Start of Selection

[PATCH v4 15/20] KVM: x86/mmu: Cache the access bits of shadowed translations

Fri Apr 22 14:05:41 PDT 2022

Splitting huge pages requires allocating/finding shadow pages to replace
the huge page. Shadow pages are keyed, in part, off the guest access
permissions they are shadowing. For fully direct MMUs, there is no
shadowing so the access bits in the shadow page role are always ACC_ALL.
But during shadow paging, the guest can enforce whatever access
permissions it wants.

When KVM is resolving a fault, it walks the guest pages tables to
determine the guest access permissions. But that is difficult to plumb
when splitting huge pages outside of a fault context, e.g. for eager
page splitting.

To enable eager page splitting, KVM can cache the shadowed (guest)
access permissions whenever it updates the shadow page tables (e.g.
during fault, or FNAME(sync_page)). In fact KVM already does this to
cache the shadowed GFN using the gfns array in the shadow page.
The access bits only take up 3 bits, which leaves 61 bits left over for
gfns, which is more than enough. So this change does not require any
additional memory.

Now that the gfns array caches more information than just GFNs, rename
it to shadowed_translation.

While here, preemptively fix up the WARN_ON() that detects gfn
mismatches in direct SPs. The WARN_ON() was paired with a
pr_err_ratelimited(), which means that users could sometimes see the
WARN without the accompanying error message. Fix this by outputting the
error message as part of the WARN splat.

End of Selection
Start of Supplied records

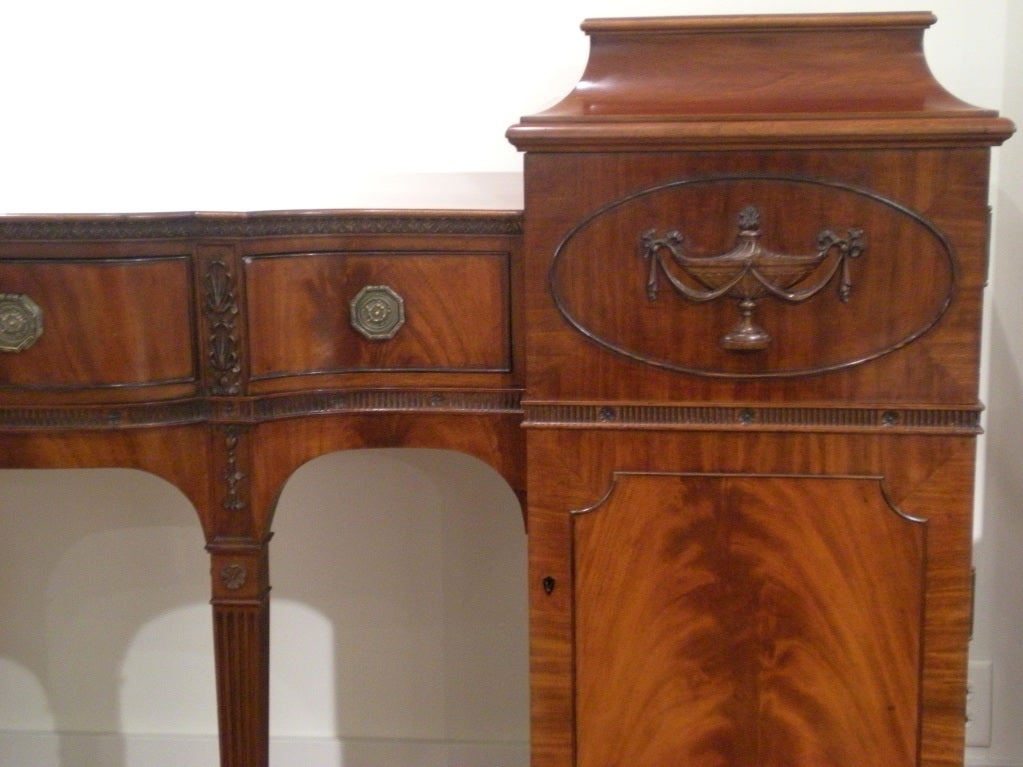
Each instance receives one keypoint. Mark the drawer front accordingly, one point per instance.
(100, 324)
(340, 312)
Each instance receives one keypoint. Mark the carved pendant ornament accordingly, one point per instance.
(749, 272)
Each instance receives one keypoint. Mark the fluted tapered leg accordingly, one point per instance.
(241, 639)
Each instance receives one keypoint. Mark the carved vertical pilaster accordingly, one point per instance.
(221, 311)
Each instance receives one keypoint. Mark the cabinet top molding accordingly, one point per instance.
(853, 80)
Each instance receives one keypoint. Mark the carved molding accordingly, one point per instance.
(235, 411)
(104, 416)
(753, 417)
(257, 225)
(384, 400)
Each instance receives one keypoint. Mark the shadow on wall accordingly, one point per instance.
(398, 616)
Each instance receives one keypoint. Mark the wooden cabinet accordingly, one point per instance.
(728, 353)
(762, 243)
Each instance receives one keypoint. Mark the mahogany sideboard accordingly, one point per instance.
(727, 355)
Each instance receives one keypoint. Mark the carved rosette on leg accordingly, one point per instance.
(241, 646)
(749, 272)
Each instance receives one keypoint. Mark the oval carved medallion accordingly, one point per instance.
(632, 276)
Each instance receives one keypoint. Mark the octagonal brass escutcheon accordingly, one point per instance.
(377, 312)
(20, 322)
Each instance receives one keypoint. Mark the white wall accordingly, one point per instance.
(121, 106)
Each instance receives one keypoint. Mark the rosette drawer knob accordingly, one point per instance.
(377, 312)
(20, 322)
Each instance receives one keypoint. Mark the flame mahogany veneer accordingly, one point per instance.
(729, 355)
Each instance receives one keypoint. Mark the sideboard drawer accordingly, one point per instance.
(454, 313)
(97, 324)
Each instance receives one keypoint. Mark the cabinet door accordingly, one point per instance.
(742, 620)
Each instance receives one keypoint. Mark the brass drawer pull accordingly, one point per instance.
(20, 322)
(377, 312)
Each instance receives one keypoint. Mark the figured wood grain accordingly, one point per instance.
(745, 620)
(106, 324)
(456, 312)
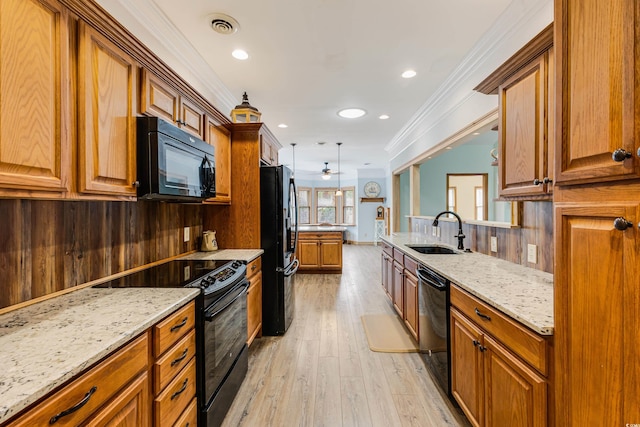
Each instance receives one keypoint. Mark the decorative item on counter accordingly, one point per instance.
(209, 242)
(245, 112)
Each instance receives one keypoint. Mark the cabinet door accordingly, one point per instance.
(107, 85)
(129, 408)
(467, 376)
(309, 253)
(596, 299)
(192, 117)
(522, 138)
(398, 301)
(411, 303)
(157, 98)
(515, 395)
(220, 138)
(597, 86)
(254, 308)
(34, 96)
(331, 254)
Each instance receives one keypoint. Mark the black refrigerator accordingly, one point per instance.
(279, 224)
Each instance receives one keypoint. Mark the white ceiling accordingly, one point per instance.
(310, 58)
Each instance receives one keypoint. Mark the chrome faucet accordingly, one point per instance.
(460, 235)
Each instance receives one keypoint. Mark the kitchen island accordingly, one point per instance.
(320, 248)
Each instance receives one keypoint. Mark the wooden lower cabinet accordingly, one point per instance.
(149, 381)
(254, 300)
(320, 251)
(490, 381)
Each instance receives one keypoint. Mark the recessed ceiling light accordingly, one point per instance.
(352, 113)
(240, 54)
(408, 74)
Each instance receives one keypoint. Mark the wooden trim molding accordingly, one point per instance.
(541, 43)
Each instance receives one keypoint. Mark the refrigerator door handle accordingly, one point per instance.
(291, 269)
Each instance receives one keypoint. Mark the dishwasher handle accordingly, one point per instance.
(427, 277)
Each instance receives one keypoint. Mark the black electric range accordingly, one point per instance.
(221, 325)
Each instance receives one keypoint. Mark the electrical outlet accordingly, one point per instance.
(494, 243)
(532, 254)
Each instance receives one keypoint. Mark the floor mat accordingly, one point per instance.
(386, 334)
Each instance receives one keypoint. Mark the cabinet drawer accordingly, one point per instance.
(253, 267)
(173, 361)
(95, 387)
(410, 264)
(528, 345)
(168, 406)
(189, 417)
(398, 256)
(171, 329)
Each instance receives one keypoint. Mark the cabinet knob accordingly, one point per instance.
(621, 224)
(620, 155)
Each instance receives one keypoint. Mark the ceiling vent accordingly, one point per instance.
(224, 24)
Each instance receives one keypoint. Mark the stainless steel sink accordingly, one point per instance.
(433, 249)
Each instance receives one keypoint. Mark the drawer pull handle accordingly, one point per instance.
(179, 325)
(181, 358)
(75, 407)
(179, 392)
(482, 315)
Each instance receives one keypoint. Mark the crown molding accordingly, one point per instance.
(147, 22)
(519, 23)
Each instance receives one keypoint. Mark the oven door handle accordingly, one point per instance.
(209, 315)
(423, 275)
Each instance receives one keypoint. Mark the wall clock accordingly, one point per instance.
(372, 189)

End of Supplied records

→ **Task list**:
**a)** Answer the following questions about the KVM patch description:
(i) How many bits do the access bits take up, and how many bits does that leave for gfns?
(ii) To what name is the gfns array renamed?
(iii) With which function was the WARN_ON() that detects gfn mismatches paired?
**b)** Render the lines of the listing, from the line containing "Each instance receives one keypoint. Mark the ceiling" through the end of the listing, inclusive, as a JSON list of strings with one string per line, leaving out blank lines.

→ **Answers for the tasks**:
**a)**
(i) The access bits take up 3 bits, which leaves 61 bits for gfns.
(ii) shadowed_translation
(iii) pr_err_ratelimited()

**b)**
[
  "Each instance receives one keypoint. Mark the ceiling vent accordingly, one point per instance.",
  "(224, 24)",
  "Each instance receives one keypoint. Mark the stainless steel sink accordingly, one point per instance.",
  "(433, 249)",
  "Each instance receives one keypoint. Mark the drawer pull handle accordingly, one point per instance.",
  "(179, 325)",
  "(181, 358)",
  "(75, 407)",
  "(179, 392)",
  "(482, 315)",
  "Each instance receives one keypoint. Mark the crown molding accordingly, one point per instance.",
  "(147, 22)",
  "(519, 23)",
  "Each instance receives one keypoint. Mark the oven door handle accordingly, one point per instance.",
  "(209, 315)",
  "(423, 275)",
  "Each instance receives one keypoint. Mark the wall clock accordingly, one point per instance.",
  "(372, 189)"
]